Retype every line below precisely as it appears.

PROVIDED DATA START

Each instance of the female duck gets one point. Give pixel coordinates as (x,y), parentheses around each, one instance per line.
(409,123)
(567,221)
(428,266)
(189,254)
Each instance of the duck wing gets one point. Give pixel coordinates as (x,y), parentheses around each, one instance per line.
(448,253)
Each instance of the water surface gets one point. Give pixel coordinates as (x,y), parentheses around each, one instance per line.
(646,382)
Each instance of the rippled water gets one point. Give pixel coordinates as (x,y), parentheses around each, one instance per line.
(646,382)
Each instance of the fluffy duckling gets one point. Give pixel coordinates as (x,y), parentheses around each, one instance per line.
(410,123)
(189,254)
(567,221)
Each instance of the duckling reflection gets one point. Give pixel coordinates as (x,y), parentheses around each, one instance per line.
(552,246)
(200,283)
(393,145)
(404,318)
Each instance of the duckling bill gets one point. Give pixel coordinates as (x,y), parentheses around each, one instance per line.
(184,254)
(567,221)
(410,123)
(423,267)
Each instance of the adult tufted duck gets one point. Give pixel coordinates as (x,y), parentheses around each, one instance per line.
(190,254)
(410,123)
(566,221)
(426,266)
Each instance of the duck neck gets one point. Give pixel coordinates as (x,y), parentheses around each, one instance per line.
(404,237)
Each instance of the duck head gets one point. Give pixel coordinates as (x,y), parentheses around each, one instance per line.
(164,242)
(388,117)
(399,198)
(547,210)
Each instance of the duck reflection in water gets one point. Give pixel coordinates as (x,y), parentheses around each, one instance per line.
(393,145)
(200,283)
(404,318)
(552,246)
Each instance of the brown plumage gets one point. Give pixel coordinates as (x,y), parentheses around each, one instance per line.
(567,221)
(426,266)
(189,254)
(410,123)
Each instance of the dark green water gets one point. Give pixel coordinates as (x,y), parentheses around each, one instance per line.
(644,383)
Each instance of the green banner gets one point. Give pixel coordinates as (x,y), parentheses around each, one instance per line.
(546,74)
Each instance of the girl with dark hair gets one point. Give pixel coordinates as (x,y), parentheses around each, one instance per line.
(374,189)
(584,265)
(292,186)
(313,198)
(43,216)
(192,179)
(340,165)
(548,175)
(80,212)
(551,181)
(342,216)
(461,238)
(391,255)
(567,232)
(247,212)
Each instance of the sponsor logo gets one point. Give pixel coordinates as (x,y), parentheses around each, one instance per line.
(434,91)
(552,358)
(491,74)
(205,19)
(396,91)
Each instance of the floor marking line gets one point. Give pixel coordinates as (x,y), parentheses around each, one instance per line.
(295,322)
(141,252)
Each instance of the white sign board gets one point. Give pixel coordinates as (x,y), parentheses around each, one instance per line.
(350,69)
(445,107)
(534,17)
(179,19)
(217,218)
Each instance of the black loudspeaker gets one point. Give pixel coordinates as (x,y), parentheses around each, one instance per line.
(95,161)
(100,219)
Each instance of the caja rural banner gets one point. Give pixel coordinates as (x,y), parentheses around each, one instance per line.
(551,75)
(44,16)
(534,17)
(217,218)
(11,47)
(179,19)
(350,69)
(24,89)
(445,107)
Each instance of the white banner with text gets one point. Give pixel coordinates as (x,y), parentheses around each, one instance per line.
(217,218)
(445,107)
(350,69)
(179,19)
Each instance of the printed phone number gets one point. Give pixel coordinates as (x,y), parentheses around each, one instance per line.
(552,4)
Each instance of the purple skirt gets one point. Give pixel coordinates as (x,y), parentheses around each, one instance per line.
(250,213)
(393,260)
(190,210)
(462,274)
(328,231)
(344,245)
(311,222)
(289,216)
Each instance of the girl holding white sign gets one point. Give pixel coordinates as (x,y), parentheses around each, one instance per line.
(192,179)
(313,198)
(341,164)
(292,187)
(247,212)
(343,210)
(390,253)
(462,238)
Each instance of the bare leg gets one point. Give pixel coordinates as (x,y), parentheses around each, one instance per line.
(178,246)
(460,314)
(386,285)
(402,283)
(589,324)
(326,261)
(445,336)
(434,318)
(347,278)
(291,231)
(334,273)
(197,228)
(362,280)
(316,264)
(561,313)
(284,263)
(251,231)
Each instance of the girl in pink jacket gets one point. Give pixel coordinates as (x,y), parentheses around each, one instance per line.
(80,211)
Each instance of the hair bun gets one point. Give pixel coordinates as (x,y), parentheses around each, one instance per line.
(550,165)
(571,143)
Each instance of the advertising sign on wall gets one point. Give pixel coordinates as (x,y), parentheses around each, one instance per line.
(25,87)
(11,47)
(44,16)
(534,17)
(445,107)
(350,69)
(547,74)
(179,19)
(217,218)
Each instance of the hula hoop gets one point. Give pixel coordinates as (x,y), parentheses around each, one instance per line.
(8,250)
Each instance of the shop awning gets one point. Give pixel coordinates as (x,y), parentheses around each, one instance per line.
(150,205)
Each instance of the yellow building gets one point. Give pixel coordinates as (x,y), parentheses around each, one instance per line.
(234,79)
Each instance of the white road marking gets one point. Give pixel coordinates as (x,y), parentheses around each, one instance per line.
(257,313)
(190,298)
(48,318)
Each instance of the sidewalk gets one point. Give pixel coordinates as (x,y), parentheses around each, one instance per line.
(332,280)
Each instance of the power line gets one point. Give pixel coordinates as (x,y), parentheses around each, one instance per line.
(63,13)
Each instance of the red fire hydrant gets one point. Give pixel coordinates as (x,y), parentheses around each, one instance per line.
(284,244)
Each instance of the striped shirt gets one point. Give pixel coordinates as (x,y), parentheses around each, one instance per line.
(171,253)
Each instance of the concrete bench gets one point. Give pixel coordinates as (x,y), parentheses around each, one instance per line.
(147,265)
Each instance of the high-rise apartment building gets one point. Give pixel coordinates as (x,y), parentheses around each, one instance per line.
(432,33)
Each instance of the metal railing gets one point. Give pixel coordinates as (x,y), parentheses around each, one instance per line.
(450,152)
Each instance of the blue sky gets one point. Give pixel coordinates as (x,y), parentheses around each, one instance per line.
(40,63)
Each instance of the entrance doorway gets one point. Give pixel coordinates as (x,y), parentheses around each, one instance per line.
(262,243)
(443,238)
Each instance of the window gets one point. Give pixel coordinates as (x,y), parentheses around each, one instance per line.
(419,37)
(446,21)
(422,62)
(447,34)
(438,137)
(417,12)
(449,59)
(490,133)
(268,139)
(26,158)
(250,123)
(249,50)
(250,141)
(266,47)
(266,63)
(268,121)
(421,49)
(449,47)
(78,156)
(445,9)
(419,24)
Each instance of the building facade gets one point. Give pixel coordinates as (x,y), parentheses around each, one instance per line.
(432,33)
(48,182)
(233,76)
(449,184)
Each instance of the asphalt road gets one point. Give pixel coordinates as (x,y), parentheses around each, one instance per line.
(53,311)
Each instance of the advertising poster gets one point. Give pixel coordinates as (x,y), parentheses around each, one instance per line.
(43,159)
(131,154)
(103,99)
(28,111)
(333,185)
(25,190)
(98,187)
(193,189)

PROVIDED DATA END

▸ **RESPONSE**
Each instance of the female duck gets one point. Give pixel coordinates as (x,y), parentheses around each, one instance per line.
(409,123)
(567,221)
(428,266)
(189,254)
Each instance of the duck wing gets one point. Give pixel coordinates as (x,y), parentheses around each, one instance per line.
(448,253)
Each instance of the water surface gets one point. Give pixel coordinates as (x,y), parentheses around each, one instance per line.
(646,382)
Each instance of the rippled water gets one point. Give pixel coordinates as (x,y), parentheses around each, one instance per line.
(646,382)
Each instance of the fluffy duckling gets one point. Give pixel coordinates as (x,y), parentheses around each, one instance per line.
(410,123)
(189,254)
(567,221)
Each instance of the duckling reflection gets one point. Give pixel coordinates as (x,y), parentheses around each, one instance per line.
(552,246)
(200,283)
(393,145)
(404,318)
Each instance of the duckling bill gets one point. Give pixel coordinates as (x,y), parentheses around each, one instance per line.
(184,254)
(567,221)
(410,123)
(423,267)
Each instance of the adult tufted duck gets one point. Give pixel coordinates as (x,y), parentheses around each, one instance per line.
(190,254)
(410,123)
(566,221)
(426,266)
Each instance of the duck neck gets one point. Give pixel coordinates as (x,y), parentheses around each, one instance per line.
(404,237)
Each instance of the duck head gets one point. Give pixel coordinates as (x,y), parentheses around each, one instance per line.
(164,242)
(388,117)
(399,198)
(547,210)
Each instance of the duck reflection in water gets one point. Give pixel coordinates as (x,y), parentheses around each, one instance per line.
(393,145)
(200,283)
(404,318)
(552,246)
Each instance of the brown plumage gets one point. Give pixel coordinates as (x,y), parentheses around each, one instance per line.
(567,221)
(426,266)
(189,254)
(410,123)
Each instance of the dark green water gets one point. Give pixel coordinates as (x,y), parentheses around each, one instance per line.
(644,383)
Each instance of the green banner gets one point. Give pixel coordinates as (x,y), parentheses around each, one instance per line.
(546,74)
Each instance of the girl with dark hair gets one point. Give pixel coordinates as (x,y), parentheses around each, one instance per line.
(374,189)
(584,265)
(292,186)
(313,198)
(43,216)
(192,179)
(340,165)
(548,175)
(80,212)
(551,181)
(342,216)
(461,238)
(391,255)
(567,232)
(247,212)
Each instance of the sponsor logo gets one point. Give pixel coordinates as (x,y), parentheses around each, one instance per line.
(434,91)
(552,358)
(491,74)
(205,19)
(396,91)
Each instance of the floor marking line gets one point. Give pixel coordinates as (x,y), parentheses around each, one instance per line.
(295,322)
(141,252)
Each instance of the white sign board gets one point. Give pixel coordinates as (x,y), parentheses around each, one instance per line.
(350,69)
(445,107)
(534,17)
(179,19)
(217,218)
Each instance of the black loudspeaker gets one point. Give pixel coordinates as (x,y), parentheses around each, one instance per line.
(95,161)
(100,219)
Each instance of the caja rural banner gets one point. Give pixel coordinates as (x,y), parentheses around each, one instance per line.
(551,75)
(44,16)
(534,17)
(217,218)
(11,47)
(179,19)
(350,69)
(24,89)
(445,107)
Each instance of the white banner with text gets one point. Give pixel coordinates as (x,y), parentheses around each, one instance per line.
(217,218)
(445,107)
(350,69)
(179,19)
Each instance of the printed phone number gets one point. Give pixel coordinates as (x,y), parentheses around each, one instance per line.
(552,4)
Each instance of the purple skirt gets one point. Give pixel coordinates as (x,y), parentheses around each, one instance per line.
(250,213)
(393,260)
(190,210)
(462,274)
(328,231)
(344,245)
(311,222)
(289,216)
Each instance of the girl holding white sign gets one point. Give pixel coordinates as (x,y), parentheses around each, one instance per line.
(192,179)
(313,198)
(341,164)
(292,187)
(247,212)
(343,210)
(390,253)
(462,238)
Each instance of the bare leg gets one point. Give pixel coordinates as (x,y), parentheses around each, one instance per line.
(178,246)
(460,314)
(386,285)
(402,283)
(589,324)
(326,261)
(445,336)
(434,318)
(347,278)
(291,231)
(334,273)
(197,228)
(362,280)
(316,264)
(561,313)
(284,263)
(251,231)
Each instance of the girl in pink jacket gets one point. Give pixel coordinates as (x,y), parentheses around each, one instance per line.
(80,211)
Each instance of the hair bun gets one point. Give pixel coordinates as (x,y), parentheses around each, one instance per line.
(550,165)
(571,143)
Each instance of the advertising sign on wall gets one point. Give pixel coordinates as (x,y), parentheses around each, one instance per line.
(25,87)
(11,47)
(44,16)
(534,17)
(445,107)
(350,69)
(547,74)
(179,19)
(217,218)
Each instance of the hula hoop gets one point. Give pixel coordinates as (x,y), parentheses around each, one instance per line.
(8,250)
Each instance of the shop awning gets one point. Give pixel coordinates as (x,y), parentheses around each, one instance per line.
(150,205)
Each instance of the yellow building gets one point. Give pixel coordinates as (x,y), parentheses around each, one instance per line.
(234,79)
Each instance of the white road marking gets one point. Give pixel coordinates as (x,y), parentheses around each, one instance per line.
(257,313)
(190,298)
(48,318)
Each instance of the sidewalk gets one point. Give pixel coordinates as (x,y), parentheses around each, one instance per line.
(332,280)
Each instance of the power line gets one point. Give pixel coordinates as (x,y), parentheses around each, one instance per line.
(63,13)
Each instance of the red fire hydrant gets one point. Give pixel coordinates as (x,y), parentheses around each, one instance per line.
(284,244)
Each instance of the striped shirt gets one point. Give pixel coordinates as (x,y), parentheses around each, one instance per line.
(171,253)
Each instance of the concrete bench gets one point. Give pixel coordinates as (x,y), parentheses around each, one instance per line.
(147,265)
Each instance of the high-rise apartment building gets one point. Give pixel coordinates as (x,y), parentheses around each, one instance per line.
(432,33)
Each instance of the metal railing gets one point. Give pixel coordinates as (x,y), parentheses around each, one instance per line.
(450,152)
Each instance of the blue sky gets one point. Give pixel coordinates as (x,y), parentheses around each, one instance per line.
(40,63)
Each instance of the entrance doorway gets one point. Give pixel coordinates as (x,y), parentheses around each, one instance per line.
(262,243)
(443,238)
Each instance of the window gets one point. Give pixel coordinates as (x,y), parentheses around each, one instance per line.
(419,37)
(446,21)
(422,62)
(447,34)
(438,137)
(417,12)
(449,59)
(490,133)
(268,139)
(26,158)
(250,123)
(249,50)
(250,141)
(266,47)
(266,63)
(268,121)
(421,49)
(449,47)
(78,156)
(445,9)
(419,24)
Each instance of the building facade gets one point. Give pixel coordinates as (x,y), parentheses around each, one instance per line.
(432,33)
(48,182)
(233,76)
(449,184)
Each instance of the asphalt road gets one point. Give pixel coordinates as (x,y), parentheses around each, one instance per line.
(53,311)
Each instance of the advertising poster gets one point. Give pixel coordinates as (x,y), parentheses around each, one instance per line.
(43,159)
(131,154)
(103,99)
(28,111)
(333,185)
(25,190)
(98,187)
(193,189)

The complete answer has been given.